§ **Brano scelto**:
+---+

Post SilvioContro Monti e contro questo stato: la versione di Oscar

Contro Monti e contro questo stato: la versione di Oscar

Lo studio del notaio che è diventata sede temporanea di Fermare il Declino – Monza e Brianza è ancora in allestimento. A due passi dal Duomo di Milano, bella giornata di Gennaio, Oscar Giannino combatte sorridente per non farsi chiamare “politico” dai giornalisti. È all’inizio della campagna elettorale per Fare – Fermare il declino, nuova formazione politica nata attorno a un gruppo di intellettuali, economisti liberisti. Ma la leadership, la candidatura, è toccata a un giornalista. «È toccato a me perché ero il più conosciuto, e anche, soprattutto, perché io avevo il tempo e la possibilità di dedicarmi a questa campagna elettorale più di altri fondatori». E quindi a Giannino tocca rilasciare le interviste ai colleghi, proprio come fosse un politico. Nella parte non sta affatto male, anzi. Rispetto alle interviste dei politici vecchi e di quelli appena “saliti”, colpiscono le risposte dirette, semplici, oppure molto articolate grazie a dati e numeri.

Insomma, Monti è il capo dei liberali. Voi siete i più liberali di tutti. Come mai non avete trovate un accordo?
Accordo? Per fare un accordo bisognerebbe almeno parlarsi, prima. Abbiamo mandato una lettera-appello a Monti coi punti per noi qualificanti. Nessuna risposta. Abbiamo cercato un contatto diretto. Porte chiuse. Cosa dobbiamo fare? Prendiamo semplicemente atto. Posso capire il Pd, che ci considera troppo liberisti. Ha senso. Ma Monti? Un politico che si dice liberale, e poi alza un muro tra sé e noi. La verità, antica, è che vuole tenersi le mani libere e fare tutti gli accordi del caso, dopo le elezioni.

Vedi cosa succede quando si litiga con Montezemolo… Poi Monti non ti parla più.
Veramente quelli di Italia Futura, come ricorderete, firmarono il nostro manifesto fondativo. Loro, spontaneamente, dicendo che aderivano alle nostre idee. Poi, un bel giorno, ci dissero che avevamo le idee troppo chiare.

Prego?
Sì sì. Sai, entravamo troppo nel dettaglio dei numeri, precisando quali tagli e quali sgravi, spiegando fino alla virgola come e a chi avremmo tagliato la spesa pubblica, come avremmo invece aumentato gli investimenti su istruzione e ricerca a discapito di clientele e sacche di inefficienza. E poi, ancora, siamo molto netti nel rivendicare una discontinuità chiara, precisa, rispetto alla vecchia politica. Tutto questo deve aver disturbato non poco Montezemolo e, quindi, il suo partito: proprio quel Montezemolo cui Monti ha appaltato la rappresentanza della società civile.

+---+

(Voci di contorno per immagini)
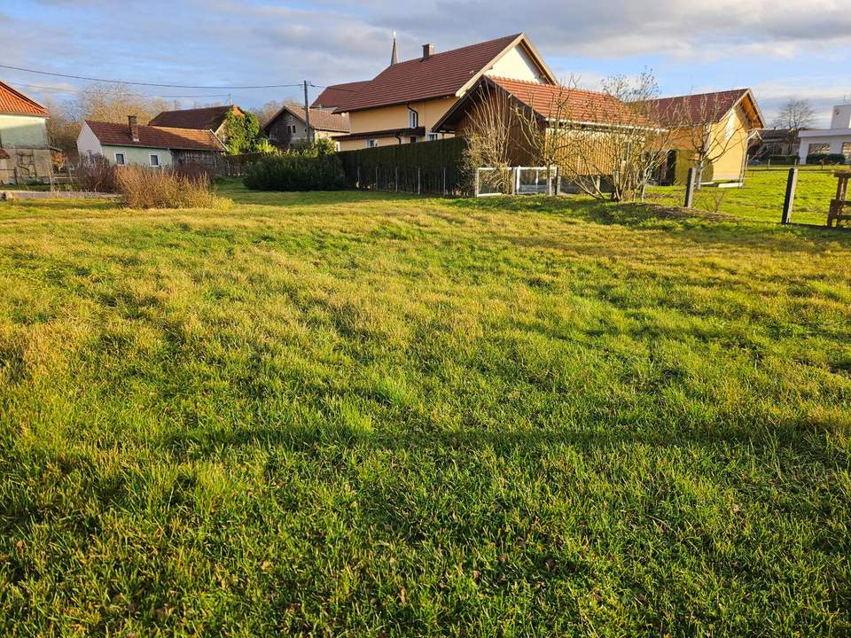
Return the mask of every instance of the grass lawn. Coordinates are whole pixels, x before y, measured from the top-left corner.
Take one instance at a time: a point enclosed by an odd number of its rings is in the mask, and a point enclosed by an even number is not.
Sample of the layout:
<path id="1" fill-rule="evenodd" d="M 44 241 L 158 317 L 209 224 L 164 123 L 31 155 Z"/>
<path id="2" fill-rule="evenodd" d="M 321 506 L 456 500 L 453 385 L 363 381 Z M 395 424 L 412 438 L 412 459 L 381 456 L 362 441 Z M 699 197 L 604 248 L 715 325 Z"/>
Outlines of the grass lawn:
<path id="1" fill-rule="evenodd" d="M 851 234 L 223 190 L 0 204 L 0 635 L 851 633 Z"/>
<path id="2" fill-rule="evenodd" d="M 740 189 L 704 188 L 696 191 L 699 210 L 720 212 L 744 219 L 779 223 L 790 167 L 749 168 Z M 792 221 L 824 226 L 831 199 L 836 196 L 835 170 L 848 167 L 800 167 Z M 650 201 L 683 206 L 685 187 L 651 189 Z"/>

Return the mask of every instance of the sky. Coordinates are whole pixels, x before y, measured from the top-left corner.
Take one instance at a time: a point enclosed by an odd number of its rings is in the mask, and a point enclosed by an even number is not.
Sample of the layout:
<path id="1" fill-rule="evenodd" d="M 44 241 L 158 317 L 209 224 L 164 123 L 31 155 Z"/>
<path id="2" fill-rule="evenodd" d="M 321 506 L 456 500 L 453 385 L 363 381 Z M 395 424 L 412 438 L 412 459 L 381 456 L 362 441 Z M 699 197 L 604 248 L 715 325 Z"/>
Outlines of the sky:
<path id="1" fill-rule="evenodd" d="M 851 101 L 848 0 L 0 0 L 0 64 L 161 84 L 321 87 L 378 74 L 393 32 L 408 59 L 423 43 L 441 51 L 520 31 L 557 76 L 587 89 L 649 69 L 663 95 L 750 87 L 769 122 L 790 97 L 809 98 L 818 126 Z M 87 83 L 6 68 L 0 80 L 56 100 Z M 301 98 L 297 87 L 138 90 L 186 107 Z M 320 89 L 310 90 L 312 100 Z"/>

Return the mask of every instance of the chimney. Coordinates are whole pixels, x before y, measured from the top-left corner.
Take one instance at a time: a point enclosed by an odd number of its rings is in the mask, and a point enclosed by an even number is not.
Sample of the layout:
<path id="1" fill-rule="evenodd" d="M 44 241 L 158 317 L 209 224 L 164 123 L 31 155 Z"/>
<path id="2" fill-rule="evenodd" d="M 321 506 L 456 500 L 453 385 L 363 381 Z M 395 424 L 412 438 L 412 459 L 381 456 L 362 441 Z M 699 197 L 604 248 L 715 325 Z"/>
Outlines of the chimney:
<path id="1" fill-rule="evenodd" d="M 138 118 L 136 115 L 128 115 L 127 123 L 130 126 L 130 138 L 134 142 L 139 141 L 139 124 Z"/>

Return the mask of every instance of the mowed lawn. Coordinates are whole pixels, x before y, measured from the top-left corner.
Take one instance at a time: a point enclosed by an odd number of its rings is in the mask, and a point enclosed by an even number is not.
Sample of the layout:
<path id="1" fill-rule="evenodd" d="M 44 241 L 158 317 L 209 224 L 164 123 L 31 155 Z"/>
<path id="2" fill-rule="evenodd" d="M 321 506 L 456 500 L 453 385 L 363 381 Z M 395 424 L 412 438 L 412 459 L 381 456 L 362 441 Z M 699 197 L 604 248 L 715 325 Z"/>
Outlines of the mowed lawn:
<path id="1" fill-rule="evenodd" d="M 704 188 L 695 192 L 699 211 L 721 213 L 742 219 L 779 223 L 786 194 L 790 167 L 753 167 L 747 170 L 745 185 L 739 189 Z M 837 170 L 851 167 L 811 167 L 798 169 L 798 186 L 792 221 L 824 226 L 831 199 L 836 197 Z M 649 200 L 657 204 L 683 206 L 684 187 L 652 188 Z"/>
<path id="2" fill-rule="evenodd" d="M 848 635 L 851 235 L 0 204 L 0 635 Z"/>

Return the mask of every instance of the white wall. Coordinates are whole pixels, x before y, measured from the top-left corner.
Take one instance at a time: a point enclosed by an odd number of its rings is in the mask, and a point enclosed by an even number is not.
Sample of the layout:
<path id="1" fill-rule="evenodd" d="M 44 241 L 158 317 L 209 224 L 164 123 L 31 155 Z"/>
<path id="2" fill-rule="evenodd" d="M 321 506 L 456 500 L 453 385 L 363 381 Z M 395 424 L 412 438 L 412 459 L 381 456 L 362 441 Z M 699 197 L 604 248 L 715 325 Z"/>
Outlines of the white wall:
<path id="1" fill-rule="evenodd" d="M 798 151 L 798 156 L 800 163 L 806 164 L 810 144 L 828 144 L 830 146 L 828 152 L 831 153 L 847 152 L 847 148 L 843 145 L 851 144 L 851 128 L 801 131 L 799 136 L 800 137 L 800 148 Z"/>
<path id="2" fill-rule="evenodd" d="M 515 46 L 485 72 L 485 75 L 496 75 L 511 80 L 523 80 L 543 83 L 541 72 L 532 58 L 519 45 Z"/>
<path id="3" fill-rule="evenodd" d="M 100 141 L 95 136 L 91 128 L 85 122 L 80 129 L 80 135 L 77 136 L 77 152 L 81 158 L 89 157 L 90 152 L 92 155 L 103 155 L 104 149 L 100 145 Z"/>

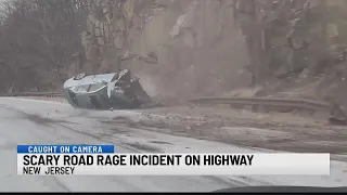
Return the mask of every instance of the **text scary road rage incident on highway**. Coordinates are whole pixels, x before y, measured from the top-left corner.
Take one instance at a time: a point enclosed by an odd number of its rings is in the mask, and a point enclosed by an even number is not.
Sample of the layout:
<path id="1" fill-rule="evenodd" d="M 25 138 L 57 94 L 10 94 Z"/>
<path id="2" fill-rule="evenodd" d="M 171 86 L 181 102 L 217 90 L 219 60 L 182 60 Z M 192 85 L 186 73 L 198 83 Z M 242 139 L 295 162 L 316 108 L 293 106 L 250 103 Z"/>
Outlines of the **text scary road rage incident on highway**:
<path id="1" fill-rule="evenodd" d="M 17 174 L 329 174 L 329 154 L 128 154 L 114 145 L 18 145 Z M 314 164 L 320 160 L 321 164 Z M 312 162 L 311 166 L 308 166 Z M 168 169 L 169 168 L 169 169 Z"/>

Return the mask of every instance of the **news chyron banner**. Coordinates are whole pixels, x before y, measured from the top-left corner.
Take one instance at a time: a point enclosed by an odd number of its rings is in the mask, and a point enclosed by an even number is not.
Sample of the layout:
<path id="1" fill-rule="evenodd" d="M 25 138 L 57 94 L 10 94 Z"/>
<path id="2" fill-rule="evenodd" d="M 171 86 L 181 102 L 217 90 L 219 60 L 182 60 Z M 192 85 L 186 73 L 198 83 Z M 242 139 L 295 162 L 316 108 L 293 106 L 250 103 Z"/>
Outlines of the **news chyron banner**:
<path id="1" fill-rule="evenodd" d="M 114 145 L 18 145 L 17 174 L 330 174 L 330 154 L 127 154 L 116 151 Z"/>

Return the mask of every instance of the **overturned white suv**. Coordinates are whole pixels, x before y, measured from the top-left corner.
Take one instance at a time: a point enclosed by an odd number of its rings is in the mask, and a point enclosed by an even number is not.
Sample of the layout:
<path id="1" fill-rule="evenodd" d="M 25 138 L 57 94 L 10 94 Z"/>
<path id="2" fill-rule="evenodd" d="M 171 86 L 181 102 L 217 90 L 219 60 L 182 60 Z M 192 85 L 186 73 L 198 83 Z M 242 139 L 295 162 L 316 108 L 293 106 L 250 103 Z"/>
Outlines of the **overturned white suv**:
<path id="1" fill-rule="evenodd" d="M 64 94 L 78 108 L 127 109 L 151 103 L 139 78 L 131 78 L 128 69 L 103 75 L 79 74 L 65 81 Z"/>

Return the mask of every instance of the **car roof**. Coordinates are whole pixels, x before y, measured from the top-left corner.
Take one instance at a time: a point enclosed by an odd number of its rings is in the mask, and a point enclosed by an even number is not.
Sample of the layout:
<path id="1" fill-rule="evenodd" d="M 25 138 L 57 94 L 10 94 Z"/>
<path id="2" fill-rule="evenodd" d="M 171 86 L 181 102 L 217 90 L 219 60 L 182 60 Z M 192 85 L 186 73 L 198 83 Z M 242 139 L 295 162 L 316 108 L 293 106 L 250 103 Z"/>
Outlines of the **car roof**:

+---+

§ **Consegne**:
1) Rispondi alle domande sul brano.
(a) Quali motivi dà Giannino per spiegare perché la candidatura è toccata a lui?
(b) Che cosa hanno mandato a Monti quelli di Fare – Fermare il declino?
(c) Che cosa avevano firmato quelli di Italia Futura?
2) Indica solo il numero di righe che contengono la stringa “incident”, distinguendo tra maiuscole e minuscole.
Il brano e le righe provengono da fonti diverse.

§ **Soluzioni**:
1)
(a) Era il più conosciuto e aveva più tempo e possibilità degli altri fondatori di dedicarsi alla campagna elettorale.
(b) Una lettera-appello con i punti per loro qualificanti.
(c) Il manifesto fondativo di Fare – Fermare il declino.

2) 2